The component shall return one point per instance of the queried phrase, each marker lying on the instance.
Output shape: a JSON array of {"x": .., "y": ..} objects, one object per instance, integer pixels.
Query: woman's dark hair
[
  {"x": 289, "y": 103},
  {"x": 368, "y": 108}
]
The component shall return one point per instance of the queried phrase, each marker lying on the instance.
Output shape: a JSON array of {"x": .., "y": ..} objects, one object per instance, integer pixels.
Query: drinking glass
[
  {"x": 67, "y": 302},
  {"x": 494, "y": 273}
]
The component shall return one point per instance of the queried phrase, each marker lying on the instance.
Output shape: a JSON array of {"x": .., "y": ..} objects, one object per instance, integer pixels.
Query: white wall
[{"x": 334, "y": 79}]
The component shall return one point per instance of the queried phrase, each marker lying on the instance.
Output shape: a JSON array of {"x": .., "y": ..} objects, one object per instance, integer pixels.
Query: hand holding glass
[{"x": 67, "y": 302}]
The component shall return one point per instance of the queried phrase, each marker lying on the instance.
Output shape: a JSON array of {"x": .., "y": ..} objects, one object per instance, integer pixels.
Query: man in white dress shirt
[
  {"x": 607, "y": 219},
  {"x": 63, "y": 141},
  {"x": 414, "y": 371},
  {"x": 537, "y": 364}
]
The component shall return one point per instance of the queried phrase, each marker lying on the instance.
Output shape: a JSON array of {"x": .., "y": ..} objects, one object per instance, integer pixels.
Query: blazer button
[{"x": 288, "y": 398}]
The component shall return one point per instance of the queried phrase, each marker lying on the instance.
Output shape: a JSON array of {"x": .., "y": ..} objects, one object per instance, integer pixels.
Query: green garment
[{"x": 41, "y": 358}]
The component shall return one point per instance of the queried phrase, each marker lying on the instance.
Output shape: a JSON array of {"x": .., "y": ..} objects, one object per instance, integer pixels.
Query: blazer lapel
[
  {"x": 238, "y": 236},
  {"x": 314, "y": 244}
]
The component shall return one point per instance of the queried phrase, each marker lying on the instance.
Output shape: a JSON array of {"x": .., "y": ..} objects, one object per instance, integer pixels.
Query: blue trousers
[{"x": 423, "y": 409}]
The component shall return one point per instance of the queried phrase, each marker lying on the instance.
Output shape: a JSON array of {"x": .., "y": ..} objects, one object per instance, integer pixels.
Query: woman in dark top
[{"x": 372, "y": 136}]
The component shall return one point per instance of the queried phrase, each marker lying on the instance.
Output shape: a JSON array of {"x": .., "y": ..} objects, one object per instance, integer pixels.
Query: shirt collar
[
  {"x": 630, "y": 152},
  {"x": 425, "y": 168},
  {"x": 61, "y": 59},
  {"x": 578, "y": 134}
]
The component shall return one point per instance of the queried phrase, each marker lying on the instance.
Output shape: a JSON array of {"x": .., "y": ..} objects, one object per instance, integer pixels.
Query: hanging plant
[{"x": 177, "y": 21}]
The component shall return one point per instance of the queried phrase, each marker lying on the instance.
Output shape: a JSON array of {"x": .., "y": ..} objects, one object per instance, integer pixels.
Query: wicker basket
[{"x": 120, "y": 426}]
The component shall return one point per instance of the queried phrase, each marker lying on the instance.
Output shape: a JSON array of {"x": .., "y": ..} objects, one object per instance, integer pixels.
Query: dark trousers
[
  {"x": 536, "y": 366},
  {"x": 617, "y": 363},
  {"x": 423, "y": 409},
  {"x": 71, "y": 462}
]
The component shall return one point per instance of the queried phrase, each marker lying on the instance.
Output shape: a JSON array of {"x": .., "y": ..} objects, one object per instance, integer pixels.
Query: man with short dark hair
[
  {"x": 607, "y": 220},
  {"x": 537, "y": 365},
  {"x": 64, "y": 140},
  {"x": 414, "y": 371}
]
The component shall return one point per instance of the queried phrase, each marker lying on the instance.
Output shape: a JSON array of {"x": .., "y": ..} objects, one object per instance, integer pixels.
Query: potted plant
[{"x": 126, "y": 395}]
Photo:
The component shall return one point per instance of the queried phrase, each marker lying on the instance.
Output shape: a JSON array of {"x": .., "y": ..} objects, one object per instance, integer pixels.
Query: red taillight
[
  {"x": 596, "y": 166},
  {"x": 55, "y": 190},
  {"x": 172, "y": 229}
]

#### Task requirements
Go through the data and copy each line exactly as it reads.

#### Written answer
The component shall return one point per instance of the queried phrase, each marker lying on the instance.
Output shape: a JSON array of {"x": .., "y": ..} objects, one object per instance, integer pixels.
Query: woman's dark hair
[
  {"x": 289, "y": 103},
  {"x": 368, "y": 108}
]
The component shall return one point per instance of the queried phrase, each marker lying on the instance.
Output shape: a JSON array of {"x": .., "y": ..} objects, one object per instance, integer pixels.
Query: drinking glass
[
  {"x": 67, "y": 302},
  {"x": 494, "y": 273}
]
The component shall return one point per instance of the queried phrase, each marker lying on the instance.
Output shape: a JSON array of {"x": .., "y": ..} objects, one object per instance, integer pixels.
Query: white wall
[{"x": 334, "y": 79}]
The component shall return one point per instance of the queried phrase, each marker lying on the instance.
Output shape: a JSON array of {"x": .., "y": ..} objects, one object per instance, integer pixels.
Query: hand holding glass
[{"x": 67, "y": 302}]
The component shall return one point per instance of the queried phrase, each marker lying on the instance.
Output shape: a JSON array of {"x": .., "y": ..} objects, one object per instance, integer pixels.
Query: man in white dress shirt
[
  {"x": 607, "y": 219},
  {"x": 63, "y": 141},
  {"x": 414, "y": 371},
  {"x": 537, "y": 364}
]
The component shall return one point per instance of the queried phrase, each marker lying on the instance.
Output shape: a JSON array of {"x": .., "y": ..} objects, one object per instance, integer pixels.
Query: blazer button
[{"x": 288, "y": 398}]
The component shall return one point per instance of the queried phrase, each marker lying on the instance.
Output shape: a JSON array of {"x": .., "y": ..} objects, one object per instance, integer pixels.
Query: green garment
[{"x": 41, "y": 358}]
The component shall return one point per instance of the queried phrase, each marker lying on the instance.
Output shape: a JSON array of {"x": .., "y": ..} objects, one object per instance, integer pixels.
Query: blazer lapel
[
  {"x": 238, "y": 236},
  {"x": 314, "y": 244}
]
The component shall return one point per instance of the queried phrase, each marker lying on the instance.
Output shape: a JSON array of {"x": .., "y": ..} objects, one object per instance, integer pixels.
Query: blue trousers
[{"x": 423, "y": 409}]
The component shall return one point per instance of the queried phrase, each marker lying on the instance.
Output shape: a JSON array of {"x": .., "y": ..} objects, one object per instance, integer pixels.
Query: woman in dark top
[{"x": 372, "y": 136}]
The component shall return one point per instance of the queried phrase, each marker lying on the instance.
Output shape: a JSON array of {"x": .., "y": ..} objects, one object per instance, integer pixels.
Query: shirt collar
[
  {"x": 630, "y": 152},
  {"x": 425, "y": 168},
  {"x": 61, "y": 59},
  {"x": 578, "y": 134}
]
The component shall return one point per instance of the queried phrase, each marker lying on the instance.
Output shape: a JSON array of {"x": .., "y": ..} objects, one object per instance, integer pixels.
Query: hanging plant
[{"x": 177, "y": 21}]
The component shall return one point per instance of the queried phrase, each marker lying on the instance.
Output shape: a JSON array of {"x": .., "y": ..} objects, one object per instance, integer pixels.
Query: wicker basket
[{"x": 120, "y": 426}]
The component shall return one point per instance of the queried phrase, each marker lying on the instance.
Output shape: a JSON array of {"x": .., "y": ..} objects, one object per instance, integer pixels.
Query: dark trousers
[
  {"x": 536, "y": 366},
  {"x": 617, "y": 363},
  {"x": 423, "y": 409},
  {"x": 71, "y": 462}
]
The component shall return one point per instance of the queried phrase, each marker lying on the instance.
Output shape: a JSON array of {"x": .., "y": ..} objects, one object per instance, integer pixels.
Query: man with short dark hair
[
  {"x": 607, "y": 220},
  {"x": 537, "y": 365},
  {"x": 64, "y": 140},
  {"x": 414, "y": 371}
]
The component shall return one point per instance of the queried phrase, each marker lying on the instance.
Output shape: a JSON array of {"x": .., "y": ..} objects, one object per instance, integer pixels.
Query: potted plant
[{"x": 126, "y": 395}]
Photo:
The component shall return one point per instance of the queried phrase, each marker lying on the instance.
Output shape: a JSON array of {"x": .., "y": ..} objects, one object per instance, integer pixels.
Query: red taillight
[
  {"x": 596, "y": 166},
  {"x": 55, "y": 190},
  {"x": 172, "y": 229}
]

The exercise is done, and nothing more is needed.